- **To do**
In the records below, find the line with "Target: front side window" and the line with "Target: white van"; return exactly those lines and every line between them.

────────────────────

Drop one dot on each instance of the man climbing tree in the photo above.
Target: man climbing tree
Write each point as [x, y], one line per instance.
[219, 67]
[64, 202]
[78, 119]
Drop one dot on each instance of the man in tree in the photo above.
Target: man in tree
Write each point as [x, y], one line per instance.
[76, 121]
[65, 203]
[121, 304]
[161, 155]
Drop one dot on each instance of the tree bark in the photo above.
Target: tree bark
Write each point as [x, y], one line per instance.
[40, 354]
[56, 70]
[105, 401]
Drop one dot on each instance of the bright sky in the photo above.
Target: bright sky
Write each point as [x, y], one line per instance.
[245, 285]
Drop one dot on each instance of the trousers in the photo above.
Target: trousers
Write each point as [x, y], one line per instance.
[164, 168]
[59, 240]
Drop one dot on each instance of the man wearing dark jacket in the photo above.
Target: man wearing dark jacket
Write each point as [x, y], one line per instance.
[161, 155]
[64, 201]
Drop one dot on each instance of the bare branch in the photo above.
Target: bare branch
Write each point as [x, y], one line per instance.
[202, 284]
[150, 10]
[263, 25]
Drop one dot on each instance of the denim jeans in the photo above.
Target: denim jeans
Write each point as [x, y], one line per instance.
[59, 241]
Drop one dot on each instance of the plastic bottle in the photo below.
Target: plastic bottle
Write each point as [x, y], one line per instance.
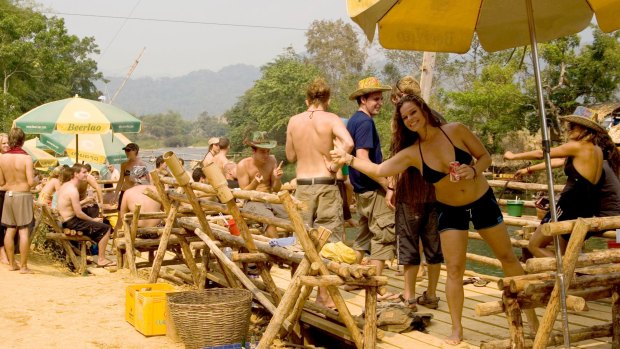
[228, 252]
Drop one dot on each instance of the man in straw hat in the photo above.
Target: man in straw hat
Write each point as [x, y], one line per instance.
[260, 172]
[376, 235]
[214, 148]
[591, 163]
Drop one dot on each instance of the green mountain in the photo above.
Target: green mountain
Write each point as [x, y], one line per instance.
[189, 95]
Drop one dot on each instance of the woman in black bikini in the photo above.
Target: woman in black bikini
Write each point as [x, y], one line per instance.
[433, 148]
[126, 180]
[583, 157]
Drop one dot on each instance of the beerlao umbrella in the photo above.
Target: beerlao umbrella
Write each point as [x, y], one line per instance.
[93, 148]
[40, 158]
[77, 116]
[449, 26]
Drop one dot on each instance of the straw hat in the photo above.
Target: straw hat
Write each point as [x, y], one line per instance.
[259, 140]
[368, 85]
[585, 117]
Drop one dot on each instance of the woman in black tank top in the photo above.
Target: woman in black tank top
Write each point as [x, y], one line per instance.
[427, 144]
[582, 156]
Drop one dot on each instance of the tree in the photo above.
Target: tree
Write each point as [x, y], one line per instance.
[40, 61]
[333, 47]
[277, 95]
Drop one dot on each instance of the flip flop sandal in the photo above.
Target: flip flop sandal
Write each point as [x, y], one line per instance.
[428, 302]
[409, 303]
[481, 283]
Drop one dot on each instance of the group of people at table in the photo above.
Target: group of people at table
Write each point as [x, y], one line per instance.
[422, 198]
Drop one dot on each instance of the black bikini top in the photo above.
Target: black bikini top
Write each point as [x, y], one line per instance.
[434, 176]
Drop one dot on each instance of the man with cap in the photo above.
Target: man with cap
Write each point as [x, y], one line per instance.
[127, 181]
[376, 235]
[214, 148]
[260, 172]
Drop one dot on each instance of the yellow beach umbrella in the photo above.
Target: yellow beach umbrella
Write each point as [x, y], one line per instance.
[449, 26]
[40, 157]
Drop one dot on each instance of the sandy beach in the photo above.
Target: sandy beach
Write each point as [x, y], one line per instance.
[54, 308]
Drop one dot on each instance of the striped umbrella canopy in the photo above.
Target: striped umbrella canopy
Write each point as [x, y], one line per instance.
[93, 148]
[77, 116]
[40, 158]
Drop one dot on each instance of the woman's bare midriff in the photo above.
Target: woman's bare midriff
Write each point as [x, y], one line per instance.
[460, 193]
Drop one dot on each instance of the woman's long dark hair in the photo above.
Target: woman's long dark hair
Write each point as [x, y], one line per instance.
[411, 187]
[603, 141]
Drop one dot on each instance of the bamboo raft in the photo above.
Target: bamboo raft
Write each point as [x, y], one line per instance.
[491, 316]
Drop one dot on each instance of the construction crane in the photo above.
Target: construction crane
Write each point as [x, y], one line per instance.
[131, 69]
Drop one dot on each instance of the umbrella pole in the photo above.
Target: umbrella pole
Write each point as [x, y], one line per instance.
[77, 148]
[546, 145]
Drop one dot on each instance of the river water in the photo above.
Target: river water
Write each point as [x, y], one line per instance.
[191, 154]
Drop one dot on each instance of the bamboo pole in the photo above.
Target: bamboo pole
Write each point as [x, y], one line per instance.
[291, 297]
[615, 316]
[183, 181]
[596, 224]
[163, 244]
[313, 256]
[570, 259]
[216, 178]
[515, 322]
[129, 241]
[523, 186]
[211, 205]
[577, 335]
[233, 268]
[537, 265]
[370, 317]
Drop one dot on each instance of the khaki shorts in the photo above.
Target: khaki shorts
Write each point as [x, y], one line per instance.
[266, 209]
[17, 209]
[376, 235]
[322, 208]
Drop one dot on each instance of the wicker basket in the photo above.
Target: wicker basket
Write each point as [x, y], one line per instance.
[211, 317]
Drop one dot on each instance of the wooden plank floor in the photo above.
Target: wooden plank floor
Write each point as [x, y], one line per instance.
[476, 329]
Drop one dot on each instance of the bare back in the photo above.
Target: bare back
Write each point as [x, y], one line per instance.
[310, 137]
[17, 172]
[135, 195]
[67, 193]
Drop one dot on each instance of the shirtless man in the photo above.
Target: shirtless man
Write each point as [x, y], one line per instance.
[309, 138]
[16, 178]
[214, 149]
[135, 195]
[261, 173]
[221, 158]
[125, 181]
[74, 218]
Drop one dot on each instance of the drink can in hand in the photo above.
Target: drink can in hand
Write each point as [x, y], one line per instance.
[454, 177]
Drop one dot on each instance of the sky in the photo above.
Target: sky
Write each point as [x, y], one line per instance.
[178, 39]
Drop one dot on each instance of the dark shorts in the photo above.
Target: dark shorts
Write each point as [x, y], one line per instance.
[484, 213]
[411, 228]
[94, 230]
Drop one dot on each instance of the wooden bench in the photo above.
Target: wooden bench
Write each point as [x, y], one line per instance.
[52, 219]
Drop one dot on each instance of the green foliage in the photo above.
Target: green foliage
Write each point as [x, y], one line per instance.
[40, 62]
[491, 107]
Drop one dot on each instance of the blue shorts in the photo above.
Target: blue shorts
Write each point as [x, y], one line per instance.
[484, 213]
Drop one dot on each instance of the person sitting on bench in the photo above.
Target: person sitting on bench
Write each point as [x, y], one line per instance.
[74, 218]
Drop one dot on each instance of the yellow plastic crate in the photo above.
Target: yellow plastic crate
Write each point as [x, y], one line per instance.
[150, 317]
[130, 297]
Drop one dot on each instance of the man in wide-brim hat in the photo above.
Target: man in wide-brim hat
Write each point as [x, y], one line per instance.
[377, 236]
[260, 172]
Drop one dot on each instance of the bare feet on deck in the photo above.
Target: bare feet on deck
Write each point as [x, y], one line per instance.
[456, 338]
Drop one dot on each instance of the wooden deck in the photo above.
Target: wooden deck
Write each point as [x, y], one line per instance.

────────────────────

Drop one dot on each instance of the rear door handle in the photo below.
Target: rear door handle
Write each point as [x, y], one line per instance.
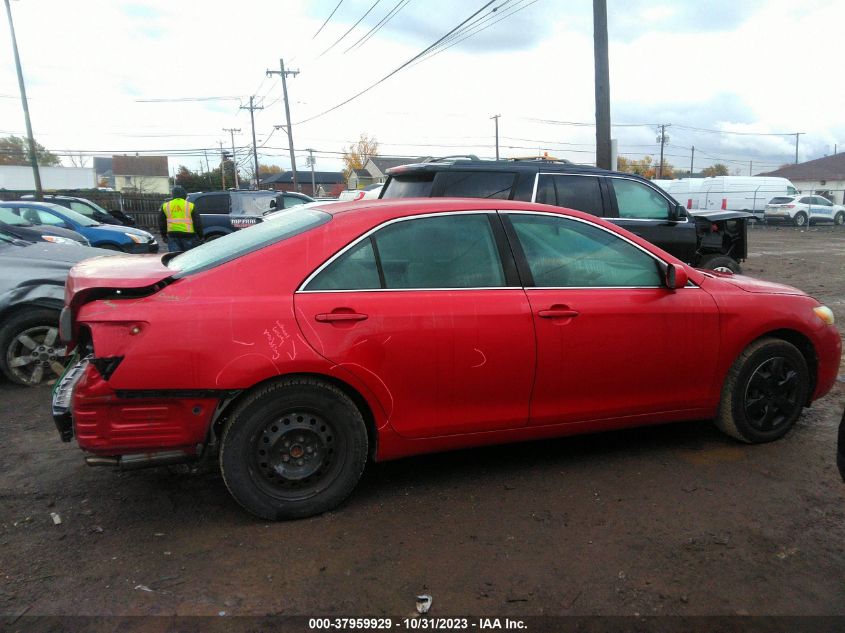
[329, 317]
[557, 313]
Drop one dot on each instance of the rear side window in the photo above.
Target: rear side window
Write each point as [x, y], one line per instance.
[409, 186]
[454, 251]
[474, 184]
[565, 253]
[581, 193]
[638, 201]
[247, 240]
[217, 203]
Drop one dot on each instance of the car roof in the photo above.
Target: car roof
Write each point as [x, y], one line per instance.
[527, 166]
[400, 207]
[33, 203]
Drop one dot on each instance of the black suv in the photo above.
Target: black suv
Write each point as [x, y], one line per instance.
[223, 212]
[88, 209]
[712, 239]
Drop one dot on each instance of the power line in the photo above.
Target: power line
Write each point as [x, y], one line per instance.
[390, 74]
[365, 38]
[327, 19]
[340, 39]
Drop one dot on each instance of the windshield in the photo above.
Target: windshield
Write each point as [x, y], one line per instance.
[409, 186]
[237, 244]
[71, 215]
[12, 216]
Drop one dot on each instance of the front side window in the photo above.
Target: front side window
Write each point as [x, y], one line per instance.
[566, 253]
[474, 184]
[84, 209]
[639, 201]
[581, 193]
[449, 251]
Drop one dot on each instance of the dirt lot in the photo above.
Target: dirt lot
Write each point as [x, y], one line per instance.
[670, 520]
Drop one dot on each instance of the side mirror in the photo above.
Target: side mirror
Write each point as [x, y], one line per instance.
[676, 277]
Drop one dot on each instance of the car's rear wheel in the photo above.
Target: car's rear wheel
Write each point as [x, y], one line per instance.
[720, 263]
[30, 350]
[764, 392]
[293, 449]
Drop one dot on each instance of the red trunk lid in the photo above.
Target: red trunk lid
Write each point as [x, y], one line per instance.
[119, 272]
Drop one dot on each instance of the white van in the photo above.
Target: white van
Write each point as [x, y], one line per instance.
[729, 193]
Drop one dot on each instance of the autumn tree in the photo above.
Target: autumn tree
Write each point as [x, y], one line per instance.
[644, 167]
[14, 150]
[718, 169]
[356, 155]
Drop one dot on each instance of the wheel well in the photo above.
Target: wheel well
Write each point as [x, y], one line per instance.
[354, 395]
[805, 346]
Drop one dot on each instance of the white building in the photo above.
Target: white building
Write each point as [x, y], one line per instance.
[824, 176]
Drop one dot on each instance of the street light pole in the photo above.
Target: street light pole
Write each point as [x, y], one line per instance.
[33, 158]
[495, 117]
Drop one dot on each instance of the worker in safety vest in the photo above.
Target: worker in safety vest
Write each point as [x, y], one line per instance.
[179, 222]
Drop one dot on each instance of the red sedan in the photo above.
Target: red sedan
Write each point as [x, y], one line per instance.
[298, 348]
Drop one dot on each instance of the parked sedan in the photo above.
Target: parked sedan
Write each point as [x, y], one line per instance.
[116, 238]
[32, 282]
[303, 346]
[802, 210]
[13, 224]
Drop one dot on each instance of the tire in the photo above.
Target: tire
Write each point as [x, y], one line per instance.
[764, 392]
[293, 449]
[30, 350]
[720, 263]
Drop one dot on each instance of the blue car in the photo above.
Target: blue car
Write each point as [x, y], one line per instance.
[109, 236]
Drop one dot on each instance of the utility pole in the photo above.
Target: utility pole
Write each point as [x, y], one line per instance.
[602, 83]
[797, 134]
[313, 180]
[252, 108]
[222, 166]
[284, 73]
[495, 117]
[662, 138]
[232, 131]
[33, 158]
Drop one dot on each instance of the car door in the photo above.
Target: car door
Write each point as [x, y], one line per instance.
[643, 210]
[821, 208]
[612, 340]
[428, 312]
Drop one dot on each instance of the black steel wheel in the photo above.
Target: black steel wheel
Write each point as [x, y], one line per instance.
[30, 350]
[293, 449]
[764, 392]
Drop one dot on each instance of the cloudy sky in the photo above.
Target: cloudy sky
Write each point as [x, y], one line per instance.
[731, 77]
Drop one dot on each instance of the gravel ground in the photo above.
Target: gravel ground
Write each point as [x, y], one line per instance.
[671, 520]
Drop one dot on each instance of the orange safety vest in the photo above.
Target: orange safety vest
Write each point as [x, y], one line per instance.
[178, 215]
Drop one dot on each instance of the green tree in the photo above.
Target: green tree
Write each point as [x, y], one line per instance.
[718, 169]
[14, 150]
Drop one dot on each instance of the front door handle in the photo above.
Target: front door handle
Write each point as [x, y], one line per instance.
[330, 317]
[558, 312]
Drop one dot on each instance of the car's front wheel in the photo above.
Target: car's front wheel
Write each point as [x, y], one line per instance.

────────────────────

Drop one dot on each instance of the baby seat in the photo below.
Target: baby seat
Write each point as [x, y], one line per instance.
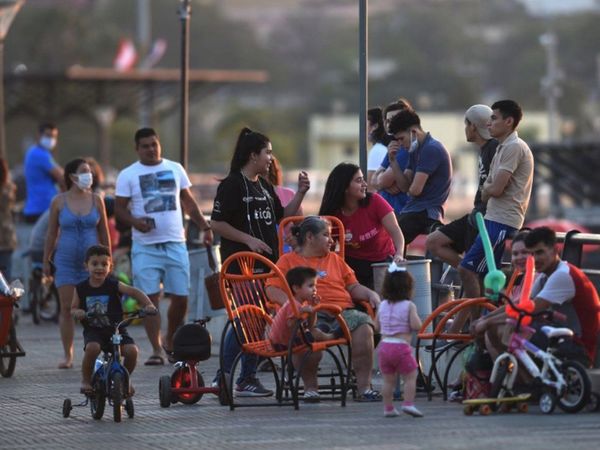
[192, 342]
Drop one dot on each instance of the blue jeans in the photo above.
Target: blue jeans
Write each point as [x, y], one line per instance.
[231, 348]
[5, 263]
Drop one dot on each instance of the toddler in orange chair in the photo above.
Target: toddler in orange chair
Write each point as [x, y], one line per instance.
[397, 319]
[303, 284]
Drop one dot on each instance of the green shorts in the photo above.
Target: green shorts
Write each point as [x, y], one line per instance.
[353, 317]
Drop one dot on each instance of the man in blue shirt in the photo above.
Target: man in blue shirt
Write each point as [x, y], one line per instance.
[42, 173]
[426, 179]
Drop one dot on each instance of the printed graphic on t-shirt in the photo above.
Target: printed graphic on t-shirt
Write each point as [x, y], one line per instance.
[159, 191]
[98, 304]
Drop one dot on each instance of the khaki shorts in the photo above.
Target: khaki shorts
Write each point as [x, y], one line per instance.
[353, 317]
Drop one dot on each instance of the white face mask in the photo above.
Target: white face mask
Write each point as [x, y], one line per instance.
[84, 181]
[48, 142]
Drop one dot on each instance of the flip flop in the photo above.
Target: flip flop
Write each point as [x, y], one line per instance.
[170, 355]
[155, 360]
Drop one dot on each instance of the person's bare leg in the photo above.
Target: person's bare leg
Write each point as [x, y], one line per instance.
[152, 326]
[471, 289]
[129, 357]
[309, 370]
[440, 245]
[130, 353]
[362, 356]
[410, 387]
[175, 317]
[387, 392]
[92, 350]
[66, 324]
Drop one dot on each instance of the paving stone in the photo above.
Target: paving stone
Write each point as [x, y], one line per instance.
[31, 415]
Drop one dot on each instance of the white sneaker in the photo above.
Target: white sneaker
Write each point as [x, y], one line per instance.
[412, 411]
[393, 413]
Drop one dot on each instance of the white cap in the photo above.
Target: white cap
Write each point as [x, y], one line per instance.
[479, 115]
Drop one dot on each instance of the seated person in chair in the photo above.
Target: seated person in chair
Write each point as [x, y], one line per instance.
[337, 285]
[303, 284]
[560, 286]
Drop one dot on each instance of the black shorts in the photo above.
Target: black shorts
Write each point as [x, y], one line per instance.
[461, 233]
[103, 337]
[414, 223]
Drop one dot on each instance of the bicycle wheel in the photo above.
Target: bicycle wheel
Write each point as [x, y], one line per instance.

────────────────────

- **Task solution**
Target: front side window
Write each point as [x, y], one line per instance.
[566, 253]
[474, 184]
[84, 209]
[639, 201]
[581, 193]
[449, 251]
Drop one dot on each instance of the dirt lot in the photo above.
Target: dirt lot
Write each point as [x, y], one line per instance.
[670, 520]
Drop one dot on each instance of the side mirror in the photo above.
Target: side mirror
Write each point as [x, y], one line per instance.
[676, 277]
Drop one dot on each instance of the car's rear wheel in the photo above.
Target: car's rear wheel
Write each point as [x, y], one line per instance.
[720, 263]
[30, 350]
[764, 392]
[293, 449]
Drop one dot on each instance of the red trunk lid in the photo above.
Target: red trunk lid
Write each point as [x, y], one line per instance.
[119, 272]
Drop one dot on each instance of the white van in the photo above.
Target: white van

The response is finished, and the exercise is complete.